→ JOB
Repeat the whole listing exactly.
-- Begin THE RECORDS --
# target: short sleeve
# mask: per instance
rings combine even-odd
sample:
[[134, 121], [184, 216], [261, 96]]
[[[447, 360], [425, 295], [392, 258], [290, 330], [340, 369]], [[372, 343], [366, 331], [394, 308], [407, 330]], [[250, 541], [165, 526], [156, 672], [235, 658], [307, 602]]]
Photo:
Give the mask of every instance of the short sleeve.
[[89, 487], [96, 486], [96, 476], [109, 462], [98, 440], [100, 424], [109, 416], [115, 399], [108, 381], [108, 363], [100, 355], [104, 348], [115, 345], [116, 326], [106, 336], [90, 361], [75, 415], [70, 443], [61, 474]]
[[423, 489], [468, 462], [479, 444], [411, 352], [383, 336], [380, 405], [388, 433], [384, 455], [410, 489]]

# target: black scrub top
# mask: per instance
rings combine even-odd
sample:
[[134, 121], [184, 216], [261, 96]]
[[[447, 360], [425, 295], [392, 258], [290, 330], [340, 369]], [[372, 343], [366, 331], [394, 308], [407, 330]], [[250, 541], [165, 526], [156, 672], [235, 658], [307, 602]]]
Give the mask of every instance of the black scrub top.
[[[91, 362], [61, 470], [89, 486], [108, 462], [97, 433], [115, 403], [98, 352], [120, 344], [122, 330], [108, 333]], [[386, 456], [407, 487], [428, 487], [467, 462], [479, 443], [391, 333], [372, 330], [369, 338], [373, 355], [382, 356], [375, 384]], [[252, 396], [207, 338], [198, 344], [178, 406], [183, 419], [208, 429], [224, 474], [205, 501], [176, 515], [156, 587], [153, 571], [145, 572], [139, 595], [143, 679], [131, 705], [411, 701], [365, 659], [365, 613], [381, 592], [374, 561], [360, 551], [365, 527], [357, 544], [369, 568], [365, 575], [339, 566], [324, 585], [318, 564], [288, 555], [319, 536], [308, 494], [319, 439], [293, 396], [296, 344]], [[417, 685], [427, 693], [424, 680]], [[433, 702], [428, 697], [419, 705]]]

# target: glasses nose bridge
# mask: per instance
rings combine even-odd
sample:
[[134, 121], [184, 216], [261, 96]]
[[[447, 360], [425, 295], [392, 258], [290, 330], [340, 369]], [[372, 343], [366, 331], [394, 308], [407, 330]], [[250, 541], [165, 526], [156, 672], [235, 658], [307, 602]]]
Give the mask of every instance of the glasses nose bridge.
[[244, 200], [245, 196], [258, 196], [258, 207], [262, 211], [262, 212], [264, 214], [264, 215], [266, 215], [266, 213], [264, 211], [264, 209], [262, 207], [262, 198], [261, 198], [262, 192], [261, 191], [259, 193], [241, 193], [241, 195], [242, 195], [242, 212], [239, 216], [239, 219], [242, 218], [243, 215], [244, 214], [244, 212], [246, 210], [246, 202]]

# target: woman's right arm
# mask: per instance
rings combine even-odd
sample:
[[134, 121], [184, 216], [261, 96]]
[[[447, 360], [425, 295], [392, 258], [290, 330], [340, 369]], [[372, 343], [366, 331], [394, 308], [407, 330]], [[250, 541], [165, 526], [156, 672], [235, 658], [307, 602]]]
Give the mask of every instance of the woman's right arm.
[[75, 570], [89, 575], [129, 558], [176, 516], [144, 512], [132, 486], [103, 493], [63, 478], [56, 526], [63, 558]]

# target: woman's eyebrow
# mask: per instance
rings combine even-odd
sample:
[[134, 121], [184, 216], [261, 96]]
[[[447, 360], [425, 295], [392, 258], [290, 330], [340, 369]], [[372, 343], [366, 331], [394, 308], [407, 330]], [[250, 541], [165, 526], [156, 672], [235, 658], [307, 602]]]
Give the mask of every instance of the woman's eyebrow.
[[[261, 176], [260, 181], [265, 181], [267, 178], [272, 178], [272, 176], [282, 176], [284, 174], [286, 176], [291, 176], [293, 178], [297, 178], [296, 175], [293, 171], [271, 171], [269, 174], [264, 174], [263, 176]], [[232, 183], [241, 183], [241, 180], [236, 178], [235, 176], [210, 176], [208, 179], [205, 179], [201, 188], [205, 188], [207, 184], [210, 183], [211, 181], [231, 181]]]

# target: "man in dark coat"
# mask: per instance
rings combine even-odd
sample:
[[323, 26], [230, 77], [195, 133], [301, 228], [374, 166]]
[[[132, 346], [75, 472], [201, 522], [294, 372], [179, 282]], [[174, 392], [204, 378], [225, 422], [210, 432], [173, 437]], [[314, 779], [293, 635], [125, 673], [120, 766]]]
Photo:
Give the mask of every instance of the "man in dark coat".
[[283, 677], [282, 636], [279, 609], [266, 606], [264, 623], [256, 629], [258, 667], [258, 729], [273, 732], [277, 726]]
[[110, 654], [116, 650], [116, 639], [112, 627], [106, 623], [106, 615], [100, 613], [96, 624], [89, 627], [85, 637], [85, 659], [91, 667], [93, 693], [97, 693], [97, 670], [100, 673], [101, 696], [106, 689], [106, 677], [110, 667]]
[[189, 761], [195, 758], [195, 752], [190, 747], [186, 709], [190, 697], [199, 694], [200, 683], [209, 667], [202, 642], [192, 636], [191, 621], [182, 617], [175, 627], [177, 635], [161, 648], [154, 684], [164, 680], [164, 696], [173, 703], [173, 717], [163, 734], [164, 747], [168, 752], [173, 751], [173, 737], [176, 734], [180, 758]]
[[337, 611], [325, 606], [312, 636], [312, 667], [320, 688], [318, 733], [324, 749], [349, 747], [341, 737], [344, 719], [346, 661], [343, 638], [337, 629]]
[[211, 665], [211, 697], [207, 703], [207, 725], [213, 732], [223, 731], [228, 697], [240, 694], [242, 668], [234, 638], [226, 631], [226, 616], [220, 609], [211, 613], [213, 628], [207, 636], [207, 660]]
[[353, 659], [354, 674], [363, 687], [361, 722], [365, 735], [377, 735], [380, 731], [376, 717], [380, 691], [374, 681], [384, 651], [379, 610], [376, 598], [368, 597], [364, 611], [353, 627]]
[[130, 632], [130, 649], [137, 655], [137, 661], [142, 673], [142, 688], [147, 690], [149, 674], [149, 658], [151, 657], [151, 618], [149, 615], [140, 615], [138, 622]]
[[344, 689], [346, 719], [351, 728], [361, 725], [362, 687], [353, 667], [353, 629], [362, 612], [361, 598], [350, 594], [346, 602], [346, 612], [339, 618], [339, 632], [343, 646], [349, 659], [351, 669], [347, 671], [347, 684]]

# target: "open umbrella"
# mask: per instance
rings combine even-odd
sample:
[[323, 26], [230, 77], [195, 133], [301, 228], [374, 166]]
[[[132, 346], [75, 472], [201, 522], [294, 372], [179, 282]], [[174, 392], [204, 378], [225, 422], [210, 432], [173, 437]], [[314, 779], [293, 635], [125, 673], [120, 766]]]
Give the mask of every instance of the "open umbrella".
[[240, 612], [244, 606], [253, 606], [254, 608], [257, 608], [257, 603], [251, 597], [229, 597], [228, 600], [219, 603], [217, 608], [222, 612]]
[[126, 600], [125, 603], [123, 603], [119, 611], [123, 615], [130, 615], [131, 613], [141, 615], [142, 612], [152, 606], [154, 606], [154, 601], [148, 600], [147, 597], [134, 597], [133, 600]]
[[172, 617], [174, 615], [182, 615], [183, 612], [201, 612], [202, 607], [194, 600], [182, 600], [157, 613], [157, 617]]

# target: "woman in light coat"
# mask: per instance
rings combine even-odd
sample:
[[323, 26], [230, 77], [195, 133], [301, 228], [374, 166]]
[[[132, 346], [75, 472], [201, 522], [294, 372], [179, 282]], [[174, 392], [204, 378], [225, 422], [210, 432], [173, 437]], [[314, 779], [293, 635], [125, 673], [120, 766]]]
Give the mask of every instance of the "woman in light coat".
-- End THE RECORDS --
→ EXERCISE RESPONSE
# target: short sleeve
# mask: per instance
rings combine even-odd
sample:
[[134, 121], [184, 216], [261, 96]]
[[[447, 360], [425, 295], [392, 258], [290, 330], [340, 369]], [[372, 343], [366, 331], [394, 308], [407, 330]], [[250, 541], [165, 526], [156, 672], [235, 658], [307, 602]]]
Photo:
Give the mask of every instance of the short sleeve.
[[89, 487], [96, 486], [96, 476], [109, 462], [98, 440], [100, 424], [109, 416], [115, 399], [108, 381], [108, 363], [100, 355], [104, 348], [115, 345], [116, 326], [106, 336], [90, 361], [75, 415], [70, 443], [61, 474]]
[[423, 489], [468, 462], [479, 444], [411, 352], [383, 336], [380, 405], [388, 433], [384, 455], [410, 489]]

# target: black scrub top
# mask: per instance
rings combine even-odd
sample:
[[134, 121], [184, 216], [261, 96]]
[[[447, 360], [425, 295], [392, 258], [290, 330], [340, 369]], [[372, 343], [366, 331], [394, 308], [407, 330]], [[250, 541], [165, 526], [156, 672], [235, 658], [307, 602]]]
Give the mask of every instance of the black scrub top.
[[[91, 362], [61, 470], [89, 486], [108, 462], [97, 433], [115, 403], [98, 352], [120, 344], [122, 330], [108, 333]], [[386, 456], [407, 487], [428, 487], [467, 462], [479, 443], [391, 333], [372, 330], [369, 338], [373, 355], [382, 356], [375, 384]], [[252, 396], [207, 338], [198, 344], [178, 406], [183, 419], [208, 429], [224, 474], [205, 501], [176, 515], [156, 587], [153, 571], [145, 572], [139, 595], [143, 679], [131, 705], [411, 701], [365, 659], [365, 613], [381, 592], [374, 561], [360, 551], [365, 527], [357, 544], [369, 568], [365, 575], [339, 566], [324, 585], [318, 564], [288, 555], [319, 536], [308, 494], [319, 439], [293, 396], [296, 344]], [[417, 685], [427, 693], [424, 680]], [[433, 702], [428, 697], [419, 705]]]

# target: glasses nose bridge
# mask: per instance
rings combine even-odd
sample:
[[134, 121], [184, 216], [261, 96]]
[[[447, 360], [425, 295], [392, 258], [290, 330], [340, 369]], [[372, 343], [366, 331], [394, 308], [407, 330]], [[250, 541], [165, 526], [156, 672], [235, 658], [307, 602]]]
Give the mask of every instance of the glasses nose bridge.
[[244, 200], [245, 196], [258, 196], [258, 207], [262, 211], [262, 212], [264, 214], [264, 215], [266, 215], [266, 213], [264, 211], [264, 209], [262, 207], [262, 198], [261, 198], [262, 192], [261, 191], [259, 193], [241, 193], [241, 195], [242, 195], [242, 212], [239, 216], [239, 219], [242, 218], [243, 215], [244, 214], [244, 212], [246, 210], [246, 202]]

# target: woman's right arm
# mask: per instance
rings combine even-odd
sample:
[[134, 121], [184, 216], [261, 96]]
[[[447, 360], [425, 295], [392, 258], [290, 330], [340, 369]], [[372, 343], [366, 331], [394, 308], [407, 330]], [[250, 541], [165, 526], [156, 672], [235, 658], [307, 602]]]
Give the mask of every instance of the woman's right arm.
[[75, 570], [89, 575], [129, 558], [176, 516], [144, 512], [132, 486], [103, 493], [63, 478], [56, 526], [63, 558]]

# target: woman's eyebrow
# mask: per instance
rings combine even-odd
sample:
[[134, 121], [184, 216], [261, 96]]
[[[447, 360], [425, 295], [392, 258], [290, 330], [340, 369]], [[372, 343], [366, 331], [394, 308], [407, 330]], [[250, 541], [165, 526], [156, 672], [235, 658], [307, 602]]]
Give the mask of every instance of the woman's eyebrow.
[[[261, 176], [260, 181], [265, 181], [267, 178], [272, 178], [272, 176], [282, 176], [284, 174], [286, 176], [291, 176], [293, 178], [297, 178], [296, 175], [293, 171], [271, 171], [269, 174], [264, 174], [263, 176]], [[232, 183], [241, 183], [241, 180], [236, 178], [235, 176], [210, 176], [208, 179], [205, 179], [201, 188], [205, 188], [207, 184], [210, 183], [211, 181], [231, 181]]]

# target: "man in dark coat"
# mask: per instance
rings combine even-odd
sample:
[[323, 26], [230, 77], [195, 133], [301, 228], [374, 166]]
[[[132, 346], [75, 472], [201, 522], [294, 372], [179, 282]], [[174, 392], [204, 378], [225, 422], [210, 432], [173, 437]], [[314, 779], [293, 635], [125, 673], [120, 766]]]
Photo:
Give the mask of every instance of the "man in dark coat".
[[283, 677], [282, 636], [279, 609], [266, 606], [264, 623], [256, 629], [258, 667], [258, 729], [273, 732], [277, 726]]
[[110, 654], [116, 650], [116, 639], [112, 627], [106, 623], [106, 615], [100, 613], [96, 624], [89, 627], [85, 637], [85, 659], [91, 667], [93, 693], [97, 693], [97, 670], [100, 673], [101, 696], [106, 689], [106, 677], [110, 667]]
[[189, 761], [195, 758], [195, 752], [190, 747], [186, 709], [190, 697], [199, 694], [200, 683], [209, 667], [202, 642], [192, 636], [191, 621], [182, 617], [175, 627], [177, 635], [161, 648], [154, 684], [164, 680], [164, 696], [173, 703], [173, 717], [163, 734], [164, 747], [168, 752], [173, 751], [173, 737], [176, 734], [180, 758]]
[[337, 611], [325, 606], [312, 636], [312, 667], [320, 688], [318, 733], [324, 749], [349, 747], [341, 737], [344, 719], [346, 661], [343, 638], [337, 629]]
[[211, 665], [211, 697], [207, 703], [207, 725], [213, 732], [223, 731], [228, 697], [240, 694], [242, 668], [234, 638], [226, 631], [226, 616], [220, 609], [211, 613], [213, 628], [207, 636], [207, 660]]
[[353, 659], [354, 674], [363, 687], [361, 722], [365, 735], [377, 735], [380, 731], [376, 717], [380, 691], [374, 681], [384, 651], [379, 610], [376, 598], [368, 597], [364, 611], [353, 627]]
[[130, 632], [130, 649], [137, 655], [137, 661], [142, 673], [142, 688], [147, 690], [149, 674], [149, 658], [151, 657], [151, 618], [149, 615], [140, 615], [138, 622]]
[[344, 689], [346, 719], [351, 728], [361, 725], [362, 687], [353, 667], [353, 629], [362, 612], [361, 598], [350, 594], [346, 602], [346, 612], [339, 618], [339, 632], [343, 646], [349, 659], [351, 669], [347, 671], [347, 684]]

# target: "open umbrella"
# mask: per instance
rings combine even-odd
sample:
[[323, 26], [230, 77], [195, 133], [301, 228], [374, 166]]
[[[132, 346], [75, 472], [201, 522], [294, 372], [179, 282]], [[174, 392], [204, 378], [225, 422], [210, 432], [173, 437]], [[314, 779], [293, 635], [125, 673], [120, 766]]]
Give the mask of every instance of the "open umbrella".
[[240, 612], [244, 606], [253, 606], [254, 608], [257, 608], [257, 603], [251, 597], [229, 597], [228, 600], [219, 603], [217, 608], [222, 612]]
[[126, 600], [125, 603], [123, 603], [119, 611], [123, 615], [130, 615], [131, 613], [141, 615], [142, 612], [152, 606], [154, 606], [154, 601], [148, 600], [147, 597], [134, 597], [133, 600]]
[[172, 617], [174, 615], [182, 615], [183, 612], [201, 612], [202, 607], [194, 600], [182, 600], [157, 613], [157, 617]]

# target: "woman in light coat"
# mask: per instance
rings combine even-odd
sample:
[[323, 26], [230, 77], [195, 133], [301, 228], [374, 166]]
[[[132, 346], [75, 472], [201, 522], [294, 372], [179, 282]], [[174, 392], [204, 378], [225, 422], [210, 432], [173, 437]], [[314, 779], [293, 635], [125, 673], [120, 766]]]
Give the mask of every instance of the "woman in light coat".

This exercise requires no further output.